### DOCUMENTO DE ORIGEN:
□ □ □ □ □ □ □

EL MITO DE LA SALVACIÓN POR LA CRUZ
Enrique Martínez Lozano
Domingo de Ramos
10
de abril
Lc 22,14 - 23,56
Tal
vez, la tendencia a poner nuestra salvación “fuera” pueda deberse a dos
factores: por un lado, a la creencia que nos identifica con el yo carenciado y
esencialmente necesitado de alguien que nos pueda “salvar”; por otro, a la
consciencia mágica y mítica -en la que nuestra especie ha vivido durante
siglos-, que pone la salvación en otro ser, como suelen hacer los niños.
En la tradición bíblica encontramos una imagen sumamente elocuente: en el Libro de los Números se narra que, para curar a quienes habían sido mordidos por serpientes venenosas -enviadas por Jehová como castigo por los pecados del pueblo-, Moisés colocó una serpiente de bronce en lo alto de un madero, de modo que todo aquel que miraba la serpiente quedaba automáticamente curado (Num 21,4-9).
En
el caso cristiano, la cruz de Jesús se leyó en relación a la doctrina del
“pecado original”. Según la “teoría de la expiación”, grabada a fuego en el
imaginario colectivo del mundo cristiano, todos los humanos nacen con un pecado
que solo podía ser perdonado gracias al sacrificio de Cristo en la cruz.
Sospecho
que no somos todavía conscientes de la doble implicación “oculta” en esa
doctrina:
·
imagen de un dios sádico, que reclama la sangre de su propio hijo para perdonar
el pecado de “los primeros padres”;
· imagen del ser humano como “pecador” desde antes de su nacimiento, creencia en la que se asentaría la omnipresente culpa católica.

□ □ □ □ □ □ □

### TAREA:
Escribe la continuación del texto sobre el mito de la salvación por la cruz, empezando justo después de su última frase.

Registros guardados de una colección

□ □ □ □ □ □ □

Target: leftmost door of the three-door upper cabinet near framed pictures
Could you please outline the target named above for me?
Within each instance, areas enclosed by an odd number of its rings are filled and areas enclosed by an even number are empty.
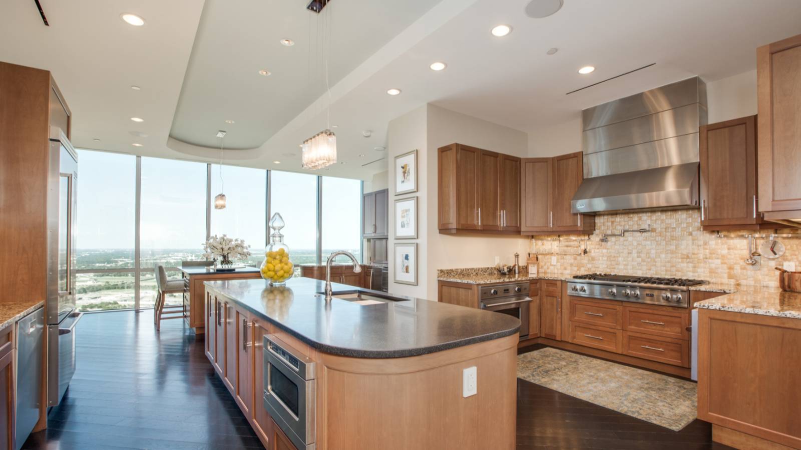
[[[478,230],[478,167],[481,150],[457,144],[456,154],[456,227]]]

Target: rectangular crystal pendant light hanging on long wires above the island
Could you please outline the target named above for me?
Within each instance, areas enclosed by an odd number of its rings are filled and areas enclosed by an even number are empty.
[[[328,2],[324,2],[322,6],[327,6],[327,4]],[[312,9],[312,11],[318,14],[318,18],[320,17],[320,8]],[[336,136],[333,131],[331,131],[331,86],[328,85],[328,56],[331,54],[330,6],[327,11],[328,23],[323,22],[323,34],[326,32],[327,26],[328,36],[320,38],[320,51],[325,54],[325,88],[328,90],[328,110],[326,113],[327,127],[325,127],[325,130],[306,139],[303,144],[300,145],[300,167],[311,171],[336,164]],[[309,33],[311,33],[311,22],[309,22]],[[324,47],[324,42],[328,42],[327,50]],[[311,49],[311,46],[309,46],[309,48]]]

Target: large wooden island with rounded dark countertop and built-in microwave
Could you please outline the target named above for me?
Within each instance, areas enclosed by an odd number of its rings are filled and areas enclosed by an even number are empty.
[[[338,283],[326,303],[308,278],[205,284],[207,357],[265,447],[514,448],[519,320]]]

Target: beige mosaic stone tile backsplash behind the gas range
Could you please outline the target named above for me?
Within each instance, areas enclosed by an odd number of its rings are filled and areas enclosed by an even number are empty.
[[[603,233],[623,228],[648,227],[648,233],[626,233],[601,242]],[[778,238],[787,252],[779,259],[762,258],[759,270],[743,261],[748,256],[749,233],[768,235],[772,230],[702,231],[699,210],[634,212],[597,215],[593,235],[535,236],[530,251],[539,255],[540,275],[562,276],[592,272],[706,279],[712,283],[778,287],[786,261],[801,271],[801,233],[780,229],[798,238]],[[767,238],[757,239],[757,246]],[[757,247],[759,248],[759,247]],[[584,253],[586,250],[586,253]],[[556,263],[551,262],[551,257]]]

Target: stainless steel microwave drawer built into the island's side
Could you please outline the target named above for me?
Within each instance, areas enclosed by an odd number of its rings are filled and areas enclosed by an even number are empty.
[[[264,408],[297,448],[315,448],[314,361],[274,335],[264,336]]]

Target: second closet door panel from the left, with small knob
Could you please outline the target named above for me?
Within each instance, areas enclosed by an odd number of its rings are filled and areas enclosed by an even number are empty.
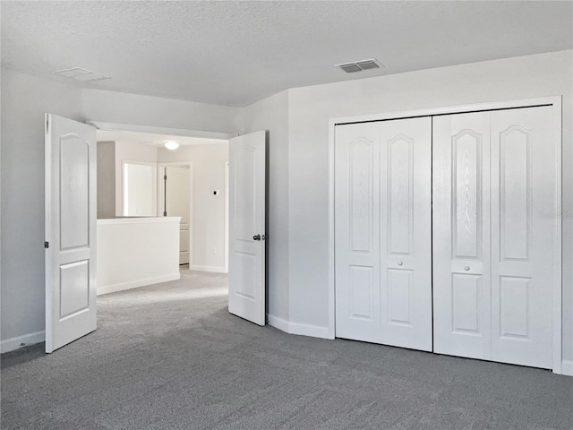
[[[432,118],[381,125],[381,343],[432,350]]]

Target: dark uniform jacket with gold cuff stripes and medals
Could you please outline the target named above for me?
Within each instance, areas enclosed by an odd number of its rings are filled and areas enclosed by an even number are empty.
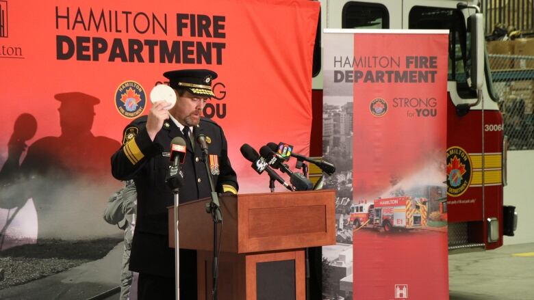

□ □ □ □ □ □ □

### RESPUESTA:
Solo
una identificación extrema con la creencia impide ver que un planteamiento de
este tipo resulte frontalmente disonante con la conciencia moderna. ¿Cómo
podría creerse hoy, literalmente, en el mito de la salvación por la cruz?
Pero
todavía hay más. En profundidad, el mito de la salvación por la cruz parte de
una comprensión del ser humano que, no solo es parcial, sino radicalmente
inadecuada. Identificarse con el “yo pensado” -o imagen que tenemos de nosotros
mismos- supone reconocerse esencialmente como carencia y, por tanto, necesitados
de una salvación “exterior”.
Pero
no somos nuestro yo: la “personalidad” es solo la forma en que se está
experimentado lo que realmente somos. Ciertamente, es frágil, débil, vulnerable
y necesitada. Y de todo ello habremos de hacernos cargo. Pero en nuestra
“identidad”, somos plenitud de presencia, estamos ya “salvados”.
¿De
qué habla, pues, la cruz de Jesús? De lo mismo que hablan las persecuciones,
torturas y asesinatos de personas inocentes a lo largo de la historia: de los
abusos de un poder prácticamente omnímodo y de la fidelidad de Jesús a su
propia misión. No hubo extraños designios de ningún dios ofendido. Hubo
injusticia sangrante del poder de turno y fidelidad coherente de un hombre
íntegro.
¿Qué
lectura hago de la cruz?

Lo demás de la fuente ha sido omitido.